## REQUIREMENT
Count the lines in the data below that contain the word "mountain". Reply with the number alone.
DATA ENTRIES start
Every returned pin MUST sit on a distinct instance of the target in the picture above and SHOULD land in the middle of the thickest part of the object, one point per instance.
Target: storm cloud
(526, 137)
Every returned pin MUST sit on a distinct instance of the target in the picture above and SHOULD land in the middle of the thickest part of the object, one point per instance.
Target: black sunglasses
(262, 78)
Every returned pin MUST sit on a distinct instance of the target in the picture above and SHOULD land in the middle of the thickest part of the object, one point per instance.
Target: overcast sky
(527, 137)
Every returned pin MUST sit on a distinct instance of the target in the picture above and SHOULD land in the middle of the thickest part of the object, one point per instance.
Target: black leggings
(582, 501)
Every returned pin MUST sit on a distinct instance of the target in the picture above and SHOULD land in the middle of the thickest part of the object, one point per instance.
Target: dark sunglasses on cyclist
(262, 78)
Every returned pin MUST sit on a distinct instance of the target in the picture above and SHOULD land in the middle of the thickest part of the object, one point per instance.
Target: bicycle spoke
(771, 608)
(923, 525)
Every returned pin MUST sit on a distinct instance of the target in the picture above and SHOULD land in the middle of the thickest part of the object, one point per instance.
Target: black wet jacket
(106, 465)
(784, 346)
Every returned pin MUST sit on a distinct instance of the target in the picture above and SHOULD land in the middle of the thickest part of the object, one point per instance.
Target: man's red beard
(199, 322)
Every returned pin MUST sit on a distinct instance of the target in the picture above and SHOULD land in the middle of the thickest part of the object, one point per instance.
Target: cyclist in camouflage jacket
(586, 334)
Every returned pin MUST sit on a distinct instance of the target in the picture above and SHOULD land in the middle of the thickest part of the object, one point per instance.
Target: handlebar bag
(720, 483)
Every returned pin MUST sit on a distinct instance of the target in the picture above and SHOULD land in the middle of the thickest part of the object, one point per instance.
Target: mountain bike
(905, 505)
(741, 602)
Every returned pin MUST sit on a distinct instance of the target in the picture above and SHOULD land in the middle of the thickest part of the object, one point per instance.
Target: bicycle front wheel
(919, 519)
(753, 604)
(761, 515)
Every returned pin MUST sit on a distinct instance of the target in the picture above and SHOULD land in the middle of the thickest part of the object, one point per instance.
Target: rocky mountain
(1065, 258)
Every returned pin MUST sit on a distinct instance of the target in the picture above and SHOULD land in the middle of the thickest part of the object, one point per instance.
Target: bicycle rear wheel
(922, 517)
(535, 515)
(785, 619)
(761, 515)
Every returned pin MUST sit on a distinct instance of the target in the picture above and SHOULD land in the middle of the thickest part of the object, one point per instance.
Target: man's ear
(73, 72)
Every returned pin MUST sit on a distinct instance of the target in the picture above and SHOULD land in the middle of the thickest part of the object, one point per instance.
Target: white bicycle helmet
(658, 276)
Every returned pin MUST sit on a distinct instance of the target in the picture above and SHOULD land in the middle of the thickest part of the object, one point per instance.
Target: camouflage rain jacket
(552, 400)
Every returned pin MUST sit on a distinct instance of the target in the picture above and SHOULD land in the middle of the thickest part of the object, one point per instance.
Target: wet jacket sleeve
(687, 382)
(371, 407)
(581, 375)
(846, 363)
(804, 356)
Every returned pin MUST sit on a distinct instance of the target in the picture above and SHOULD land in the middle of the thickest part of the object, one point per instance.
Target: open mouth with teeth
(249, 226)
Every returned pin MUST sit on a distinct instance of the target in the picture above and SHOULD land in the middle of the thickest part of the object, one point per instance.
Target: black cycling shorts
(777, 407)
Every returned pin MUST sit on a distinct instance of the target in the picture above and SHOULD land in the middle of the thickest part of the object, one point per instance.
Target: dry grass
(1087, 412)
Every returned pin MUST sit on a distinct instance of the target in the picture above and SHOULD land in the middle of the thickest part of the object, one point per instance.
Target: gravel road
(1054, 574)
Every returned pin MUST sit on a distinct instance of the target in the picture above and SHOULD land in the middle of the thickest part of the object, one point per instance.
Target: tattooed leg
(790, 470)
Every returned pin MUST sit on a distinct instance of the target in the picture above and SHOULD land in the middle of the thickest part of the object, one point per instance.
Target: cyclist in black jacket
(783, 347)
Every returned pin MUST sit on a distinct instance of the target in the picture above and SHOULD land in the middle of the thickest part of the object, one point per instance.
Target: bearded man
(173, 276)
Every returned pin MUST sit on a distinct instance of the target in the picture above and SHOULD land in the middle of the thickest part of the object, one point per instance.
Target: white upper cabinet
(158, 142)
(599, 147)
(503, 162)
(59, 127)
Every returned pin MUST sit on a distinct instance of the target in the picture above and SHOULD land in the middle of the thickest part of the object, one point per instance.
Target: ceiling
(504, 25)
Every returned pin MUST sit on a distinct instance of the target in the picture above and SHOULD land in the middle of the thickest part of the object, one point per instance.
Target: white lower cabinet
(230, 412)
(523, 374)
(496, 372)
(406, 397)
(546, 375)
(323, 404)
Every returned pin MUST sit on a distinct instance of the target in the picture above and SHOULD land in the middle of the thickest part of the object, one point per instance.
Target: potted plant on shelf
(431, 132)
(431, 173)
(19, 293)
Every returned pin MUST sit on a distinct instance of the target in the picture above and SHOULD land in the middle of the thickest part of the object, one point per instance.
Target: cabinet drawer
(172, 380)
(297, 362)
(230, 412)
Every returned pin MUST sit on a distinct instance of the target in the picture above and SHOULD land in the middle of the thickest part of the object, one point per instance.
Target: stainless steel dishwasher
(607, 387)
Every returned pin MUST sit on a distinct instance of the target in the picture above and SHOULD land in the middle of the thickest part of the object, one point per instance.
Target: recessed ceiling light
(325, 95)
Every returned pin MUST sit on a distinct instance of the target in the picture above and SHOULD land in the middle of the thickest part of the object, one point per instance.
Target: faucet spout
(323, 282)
DATA ENTRIES end
## WRITTEN SOLUTION
2